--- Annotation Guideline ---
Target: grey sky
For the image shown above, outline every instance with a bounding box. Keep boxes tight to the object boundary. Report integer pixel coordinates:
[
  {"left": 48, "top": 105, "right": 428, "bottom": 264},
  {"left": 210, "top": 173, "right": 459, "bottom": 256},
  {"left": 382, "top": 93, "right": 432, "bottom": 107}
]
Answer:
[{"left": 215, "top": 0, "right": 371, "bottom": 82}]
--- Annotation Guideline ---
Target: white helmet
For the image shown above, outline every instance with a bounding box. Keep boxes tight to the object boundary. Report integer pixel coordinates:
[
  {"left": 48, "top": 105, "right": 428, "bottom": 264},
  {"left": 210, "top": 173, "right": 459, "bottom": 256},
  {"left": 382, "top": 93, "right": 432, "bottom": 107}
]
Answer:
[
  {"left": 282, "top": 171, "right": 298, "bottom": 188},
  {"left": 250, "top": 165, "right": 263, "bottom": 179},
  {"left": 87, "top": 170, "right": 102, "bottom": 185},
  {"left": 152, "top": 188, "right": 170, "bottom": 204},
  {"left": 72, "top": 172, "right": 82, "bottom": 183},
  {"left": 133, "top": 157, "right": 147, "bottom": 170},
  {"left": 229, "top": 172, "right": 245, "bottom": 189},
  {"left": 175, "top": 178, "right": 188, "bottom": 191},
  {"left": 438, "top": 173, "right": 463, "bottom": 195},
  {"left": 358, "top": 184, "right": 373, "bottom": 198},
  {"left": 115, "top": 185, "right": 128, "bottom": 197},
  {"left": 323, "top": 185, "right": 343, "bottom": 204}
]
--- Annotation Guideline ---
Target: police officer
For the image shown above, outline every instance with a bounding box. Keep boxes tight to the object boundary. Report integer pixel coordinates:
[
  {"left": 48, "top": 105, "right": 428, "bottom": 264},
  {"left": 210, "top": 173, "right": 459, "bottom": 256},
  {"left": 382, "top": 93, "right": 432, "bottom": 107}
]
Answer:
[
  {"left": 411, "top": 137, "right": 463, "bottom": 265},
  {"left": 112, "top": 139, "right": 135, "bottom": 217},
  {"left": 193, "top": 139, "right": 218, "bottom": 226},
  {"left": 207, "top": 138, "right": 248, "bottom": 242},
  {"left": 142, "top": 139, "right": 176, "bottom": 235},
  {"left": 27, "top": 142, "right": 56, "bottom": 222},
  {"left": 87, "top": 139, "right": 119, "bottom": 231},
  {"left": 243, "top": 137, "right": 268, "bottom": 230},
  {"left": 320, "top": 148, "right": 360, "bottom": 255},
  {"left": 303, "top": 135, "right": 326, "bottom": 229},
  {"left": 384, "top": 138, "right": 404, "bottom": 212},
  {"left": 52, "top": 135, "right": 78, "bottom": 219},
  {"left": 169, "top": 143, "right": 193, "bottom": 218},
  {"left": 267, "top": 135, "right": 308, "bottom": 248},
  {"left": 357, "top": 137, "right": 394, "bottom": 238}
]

_TO DO_
All of the lines above need to be given again exactly.

_FINISHED TASK_
--- Annotation Guideline ---
Target: grey sky
For the image shown above, outline every instance with a bounding box. Keep boxes tight to the object boundary. Report integer pixel coordinates:
[
  {"left": 48, "top": 105, "right": 428, "bottom": 264},
  {"left": 210, "top": 173, "right": 459, "bottom": 256},
  {"left": 382, "top": 93, "right": 432, "bottom": 107}
]
Answer:
[{"left": 215, "top": 0, "right": 371, "bottom": 82}]
--- Annotation Guideline ---
Target: white helmet
For the image shown above, outline every instance with a bounding box. Keep boxes tight to the object boundary. Report integer pixel coordinates:
[
  {"left": 48, "top": 105, "right": 428, "bottom": 264},
  {"left": 210, "top": 173, "right": 459, "bottom": 256},
  {"left": 382, "top": 93, "right": 432, "bottom": 107}
]
Answer:
[
  {"left": 282, "top": 171, "right": 298, "bottom": 188},
  {"left": 250, "top": 165, "right": 263, "bottom": 179},
  {"left": 87, "top": 170, "right": 102, "bottom": 185},
  {"left": 152, "top": 188, "right": 170, "bottom": 204},
  {"left": 72, "top": 172, "right": 82, "bottom": 183},
  {"left": 133, "top": 157, "right": 147, "bottom": 170},
  {"left": 229, "top": 172, "right": 245, "bottom": 189},
  {"left": 175, "top": 178, "right": 188, "bottom": 191},
  {"left": 438, "top": 173, "right": 463, "bottom": 195},
  {"left": 358, "top": 184, "right": 373, "bottom": 198},
  {"left": 115, "top": 185, "right": 128, "bottom": 197},
  {"left": 323, "top": 185, "right": 343, "bottom": 204}
]
--- Annotation Guideline ---
Target: police officer
For the image shown above, outline every instance with a bounding box. Keep boxes tight to the object boundary. Report integer pixel coordinates:
[
  {"left": 48, "top": 105, "right": 428, "bottom": 264},
  {"left": 210, "top": 173, "right": 459, "bottom": 256},
  {"left": 382, "top": 93, "right": 432, "bottom": 107}
]
Answer:
[
  {"left": 411, "top": 137, "right": 463, "bottom": 265},
  {"left": 112, "top": 139, "right": 135, "bottom": 217},
  {"left": 193, "top": 139, "right": 218, "bottom": 226},
  {"left": 207, "top": 138, "right": 248, "bottom": 242},
  {"left": 142, "top": 139, "right": 176, "bottom": 235},
  {"left": 27, "top": 142, "right": 56, "bottom": 222},
  {"left": 87, "top": 139, "right": 119, "bottom": 231},
  {"left": 243, "top": 137, "right": 268, "bottom": 230},
  {"left": 320, "top": 148, "right": 360, "bottom": 255},
  {"left": 303, "top": 135, "right": 326, "bottom": 229},
  {"left": 384, "top": 138, "right": 404, "bottom": 212},
  {"left": 52, "top": 135, "right": 78, "bottom": 219},
  {"left": 169, "top": 143, "right": 193, "bottom": 218},
  {"left": 267, "top": 135, "right": 308, "bottom": 248},
  {"left": 357, "top": 137, "right": 394, "bottom": 238}
]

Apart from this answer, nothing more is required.